» WHAT THE TASK REQUIRES: Return the following lines verbatim, every one of them, with nothing changed.

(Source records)
'''
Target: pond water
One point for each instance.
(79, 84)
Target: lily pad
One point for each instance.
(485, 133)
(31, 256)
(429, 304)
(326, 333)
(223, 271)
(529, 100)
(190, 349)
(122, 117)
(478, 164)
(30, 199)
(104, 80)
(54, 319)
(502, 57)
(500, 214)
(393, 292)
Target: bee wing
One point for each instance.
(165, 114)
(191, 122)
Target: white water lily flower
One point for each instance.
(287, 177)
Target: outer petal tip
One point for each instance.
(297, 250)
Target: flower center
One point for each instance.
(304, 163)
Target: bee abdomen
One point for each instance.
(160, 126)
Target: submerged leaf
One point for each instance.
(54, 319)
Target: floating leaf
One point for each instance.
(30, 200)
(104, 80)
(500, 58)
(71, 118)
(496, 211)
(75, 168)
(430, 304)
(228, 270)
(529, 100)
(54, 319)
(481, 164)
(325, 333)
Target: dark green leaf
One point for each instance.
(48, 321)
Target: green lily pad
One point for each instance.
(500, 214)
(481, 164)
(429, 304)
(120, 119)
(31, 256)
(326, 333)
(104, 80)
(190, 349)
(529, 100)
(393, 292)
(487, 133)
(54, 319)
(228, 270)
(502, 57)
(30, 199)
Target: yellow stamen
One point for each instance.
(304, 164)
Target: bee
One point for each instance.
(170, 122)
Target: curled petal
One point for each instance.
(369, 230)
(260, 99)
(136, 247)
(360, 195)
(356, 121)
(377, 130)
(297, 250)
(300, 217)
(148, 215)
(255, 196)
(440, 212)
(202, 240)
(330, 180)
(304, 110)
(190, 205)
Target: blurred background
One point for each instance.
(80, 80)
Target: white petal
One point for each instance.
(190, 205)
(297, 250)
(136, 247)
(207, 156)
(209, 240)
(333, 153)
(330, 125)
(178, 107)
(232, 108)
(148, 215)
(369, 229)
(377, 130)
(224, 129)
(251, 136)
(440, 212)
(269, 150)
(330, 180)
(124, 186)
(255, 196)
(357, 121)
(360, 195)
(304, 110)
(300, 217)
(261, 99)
'''
» SOLUTION FOR THIS EXERCISE:
Target: pond water
One point for each instance.
(79, 84)
Target: lily pad
One point for each instance.
(485, 133)
(31, 256)
(429, 304)
(326, 333)
(223, 271)
(529, 100)
(190, 349)
(122, 117)
(478, 164)
(30, 199)
(104, 80)
(54, 319)
(502, 57)
(500, 214)
(393, 292)
Target: bee wing
One point for each instance.
(165, 114)
(191, 122)
Target: white water lily flower
One point for each instance.
(287, 177)
Target: outer petal tip
One point for each instance.
(297, 250)
Target: flower center
One point for each instance.
(304, 163)
Target: bee abdomen
One point for each instance.
(160, 126)
Target: submerged leaf
One point for each instance.
(54, 319)
Target: floating leaf
One point for each instance.
(30, 200)
(104, 80)
(500, 58)
(71, 118)
(496, 211)
(75, 168)
(430, 304)
(228, 270)
(529, 100)
(54, 319)
(481, 164)
(325, 333)
Target: dark green leaf
One point for each instance.
(48, 321)
Target: green lily pad
One point for each instance.
(500, 214)
(481, 164)
(429, 304)
(120, 119)
(31, 256)
(326, 333)
(104, 80)
(190, 349)
(529, 100)
(393, 292)
(487, 133)
(54, 319)
(228, 270)
(502, 57)
(30, 199)
Target: yellow stamen
One point for each instance.
(304, 164)
Target: bee
One point for each instance.
(170, 122)
Target: curled petal
One point for each instance.
(369, 230)
(260, 99)
(136, 247)
(360, 195)
(356, 121)
(377, 130)
(297, 250)
(300, 217)
(148, 215)
(255, 196)
(440, 212)
(202, 240)
(330, 180)
(304, 110)
(190, 205)
Target: blurred background
One point for each instance.
(80, 80)
Target: white petal
One point for each instance.
(190, 205)
(297, 250)
(136, 247)
(207, 156)
(209, 240)
(333, 153)
(330, 125)
(178, 107)
(232, 108)
(148, 215)
(369, 229)
(377, 130)
(224, 129)
(251, 136)
(440, 212)
(269, 150)
(330, 180)
(124, 186)
(255, 196)
(357, 121)
(360, 195)
(304, 110)
(300, 217)
(261, 99)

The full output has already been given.